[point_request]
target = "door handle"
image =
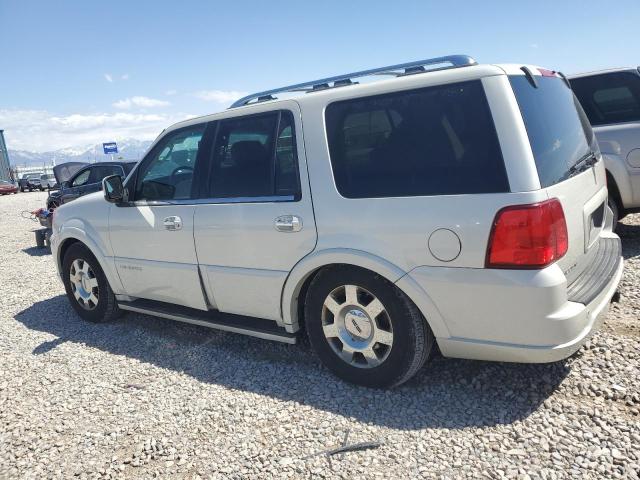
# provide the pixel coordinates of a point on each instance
(172, 223)
(288, 223)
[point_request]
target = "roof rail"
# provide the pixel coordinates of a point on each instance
(454, 61)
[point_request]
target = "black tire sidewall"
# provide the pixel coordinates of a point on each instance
(613, 205)
(404, 346)
(98, 314)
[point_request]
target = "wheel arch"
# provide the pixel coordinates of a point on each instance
(298, 281)
(72, 235)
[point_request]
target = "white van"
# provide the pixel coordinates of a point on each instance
(452, 203)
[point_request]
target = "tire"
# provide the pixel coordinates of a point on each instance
(406, 337)
(613, 205)
(95, 303)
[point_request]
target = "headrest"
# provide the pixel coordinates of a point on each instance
(247, 153)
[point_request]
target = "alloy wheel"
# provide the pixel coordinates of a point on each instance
(357, 326)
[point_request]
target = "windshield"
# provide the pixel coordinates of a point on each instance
(559, 133)
(609, 98)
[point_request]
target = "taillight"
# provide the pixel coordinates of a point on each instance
(528, 236)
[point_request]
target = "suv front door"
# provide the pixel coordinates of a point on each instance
(152, 234)
(256, 221)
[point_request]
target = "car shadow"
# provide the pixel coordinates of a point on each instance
(449, 393)
(37, 251)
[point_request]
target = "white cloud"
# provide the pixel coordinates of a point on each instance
(41, 131)
(141, 102)
(219, 96)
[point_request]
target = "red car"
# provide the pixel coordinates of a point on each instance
(7, 187)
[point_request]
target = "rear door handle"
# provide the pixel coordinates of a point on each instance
(172, 223)
(288, 223)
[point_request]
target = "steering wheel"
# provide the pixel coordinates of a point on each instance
(180, 169)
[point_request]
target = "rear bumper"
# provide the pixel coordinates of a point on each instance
(528, 317)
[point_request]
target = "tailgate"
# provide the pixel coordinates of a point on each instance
(584, 201)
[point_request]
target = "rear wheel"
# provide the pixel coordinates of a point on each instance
(364, 329)
(87, 287)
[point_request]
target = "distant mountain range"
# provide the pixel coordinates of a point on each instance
(128, 149)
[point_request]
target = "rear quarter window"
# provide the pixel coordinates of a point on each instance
(558, 131)
(432, 141)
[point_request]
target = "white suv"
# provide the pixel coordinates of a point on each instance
(611, 100)
(454, 203)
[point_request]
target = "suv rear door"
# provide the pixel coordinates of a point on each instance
(255, 220)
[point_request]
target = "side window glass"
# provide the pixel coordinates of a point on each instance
(167, 174)
(255, 157)
(81, 179)
(287, 177)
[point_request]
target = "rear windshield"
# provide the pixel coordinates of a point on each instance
(609, 98)
(432, 141)
(558, 130)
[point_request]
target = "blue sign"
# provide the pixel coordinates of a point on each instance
(110, 147)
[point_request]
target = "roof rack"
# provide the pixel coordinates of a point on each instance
(401, 69)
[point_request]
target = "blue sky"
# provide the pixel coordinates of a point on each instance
(77, 72)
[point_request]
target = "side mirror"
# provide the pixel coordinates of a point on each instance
(114, 191)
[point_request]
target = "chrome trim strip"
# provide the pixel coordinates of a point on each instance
(456, 61)
(218, 201)
(203, 323)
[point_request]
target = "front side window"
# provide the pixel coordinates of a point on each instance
(99, 172)
(81, 178)
(609, 98)
(432, 141)
(167, 173)
(255, 156)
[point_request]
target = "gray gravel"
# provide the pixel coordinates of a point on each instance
(146, 397)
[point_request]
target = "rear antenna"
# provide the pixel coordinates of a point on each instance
(530, 77)
(566, 80)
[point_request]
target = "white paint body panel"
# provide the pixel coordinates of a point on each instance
(153, 262)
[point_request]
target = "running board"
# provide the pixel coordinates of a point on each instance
(254, 327)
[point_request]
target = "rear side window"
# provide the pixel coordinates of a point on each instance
(556, 126)
(167, 171)
(255, 156)
(433, 141)
(609, 98)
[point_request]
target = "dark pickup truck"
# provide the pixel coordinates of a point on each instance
(31, 182)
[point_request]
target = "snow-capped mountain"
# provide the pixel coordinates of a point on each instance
(128, 149)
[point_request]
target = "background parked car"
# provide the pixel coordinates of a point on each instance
(48, 181)
(7, 188)
(31, 182)
(78, 179)
(611, 100)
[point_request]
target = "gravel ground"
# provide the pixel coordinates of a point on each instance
(145, 397)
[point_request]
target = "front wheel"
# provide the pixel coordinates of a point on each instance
(87, 287)
(364, 329)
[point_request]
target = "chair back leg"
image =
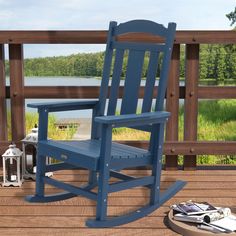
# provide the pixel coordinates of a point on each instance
(104, 173)
(40, 174)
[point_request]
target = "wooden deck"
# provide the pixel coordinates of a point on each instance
(68, 217)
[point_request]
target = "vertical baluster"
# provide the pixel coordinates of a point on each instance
(17, 91)
(172, 105)
(3, 109)
(191, 101)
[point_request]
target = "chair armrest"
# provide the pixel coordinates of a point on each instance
(133, 119)
(65, 106)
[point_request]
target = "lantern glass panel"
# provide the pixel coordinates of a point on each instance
(11, 170)
(30, 158)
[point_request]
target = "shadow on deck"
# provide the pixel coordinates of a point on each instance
(218, 187)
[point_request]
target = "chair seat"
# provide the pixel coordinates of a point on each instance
(86, 153)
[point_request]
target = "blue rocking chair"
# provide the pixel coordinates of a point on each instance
(102, 157)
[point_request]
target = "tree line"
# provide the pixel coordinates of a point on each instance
(217, 62)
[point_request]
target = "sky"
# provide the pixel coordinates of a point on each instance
(96, 14)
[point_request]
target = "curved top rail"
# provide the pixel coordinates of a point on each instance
(100, 36)
(141, 26)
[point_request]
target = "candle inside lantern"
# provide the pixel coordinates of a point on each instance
(13, 177)
(29, 159)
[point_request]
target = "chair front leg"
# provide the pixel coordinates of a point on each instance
(40, 174)
(104, 173)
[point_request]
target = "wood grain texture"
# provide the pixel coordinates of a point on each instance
(68, 217)
(172, 105)
(17, 91)
(3, 109)
(191, 101)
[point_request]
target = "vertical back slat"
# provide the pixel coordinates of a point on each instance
(115, 81)
(106, 70)
(150, 81)
(3, 106)
(132, 82)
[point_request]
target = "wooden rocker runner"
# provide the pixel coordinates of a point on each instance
(102, 157)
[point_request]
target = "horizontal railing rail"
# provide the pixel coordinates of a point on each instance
(17, 92)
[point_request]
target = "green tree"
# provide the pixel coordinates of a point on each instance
(232, 16)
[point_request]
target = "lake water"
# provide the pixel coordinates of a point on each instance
(68, 81)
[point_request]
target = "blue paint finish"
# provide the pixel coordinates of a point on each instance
(115, 82)
(102, 157)
(132, 82)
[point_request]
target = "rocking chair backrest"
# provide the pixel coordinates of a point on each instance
(157, 55)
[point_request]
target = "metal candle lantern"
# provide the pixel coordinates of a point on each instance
(12, 175)
(29, 146)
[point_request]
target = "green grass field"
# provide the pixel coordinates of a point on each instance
(216, 122)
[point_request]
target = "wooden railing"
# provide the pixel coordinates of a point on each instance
(191, 92)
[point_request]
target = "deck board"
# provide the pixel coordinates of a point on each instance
(68, 217)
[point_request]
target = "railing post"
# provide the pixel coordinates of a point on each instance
(191, 102)
(172, 105)
(17, 91)
(3, 109)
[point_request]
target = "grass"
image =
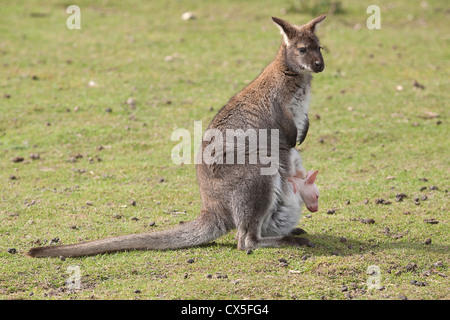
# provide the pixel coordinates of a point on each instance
(370, 139)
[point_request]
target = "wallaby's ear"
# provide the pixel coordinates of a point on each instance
(286, 29)
(314, 23)
(311, 177)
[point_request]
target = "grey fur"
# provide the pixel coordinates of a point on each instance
(262, 208)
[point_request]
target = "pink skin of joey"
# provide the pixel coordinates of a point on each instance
(307, 190)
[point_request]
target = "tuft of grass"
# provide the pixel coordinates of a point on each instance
(379, 128)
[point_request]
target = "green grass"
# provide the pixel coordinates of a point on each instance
(368, 139)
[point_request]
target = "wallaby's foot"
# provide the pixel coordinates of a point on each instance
(272, 242)
(297, 241)
(297, 231)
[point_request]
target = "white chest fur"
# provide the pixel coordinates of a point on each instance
(299, 105)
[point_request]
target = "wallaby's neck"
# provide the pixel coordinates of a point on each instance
(277, 82)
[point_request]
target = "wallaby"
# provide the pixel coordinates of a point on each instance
(306, 188)
(263, 208)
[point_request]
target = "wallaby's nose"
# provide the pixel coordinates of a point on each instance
(318, 66)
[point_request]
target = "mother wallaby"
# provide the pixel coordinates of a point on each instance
(260, 204)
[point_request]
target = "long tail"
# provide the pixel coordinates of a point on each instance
(188, 234)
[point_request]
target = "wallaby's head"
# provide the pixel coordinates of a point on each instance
(302, 45)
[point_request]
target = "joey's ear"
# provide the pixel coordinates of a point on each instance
(311, 177)
(287, 30)
(314, 23)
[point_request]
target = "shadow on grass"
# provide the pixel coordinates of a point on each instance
(332, 245)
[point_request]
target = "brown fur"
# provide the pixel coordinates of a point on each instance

Task details – Report each line of the entries where the word "panel" occurs.

Solution to the problem –
target = "white paint body panel"
target = "lantern glass panel"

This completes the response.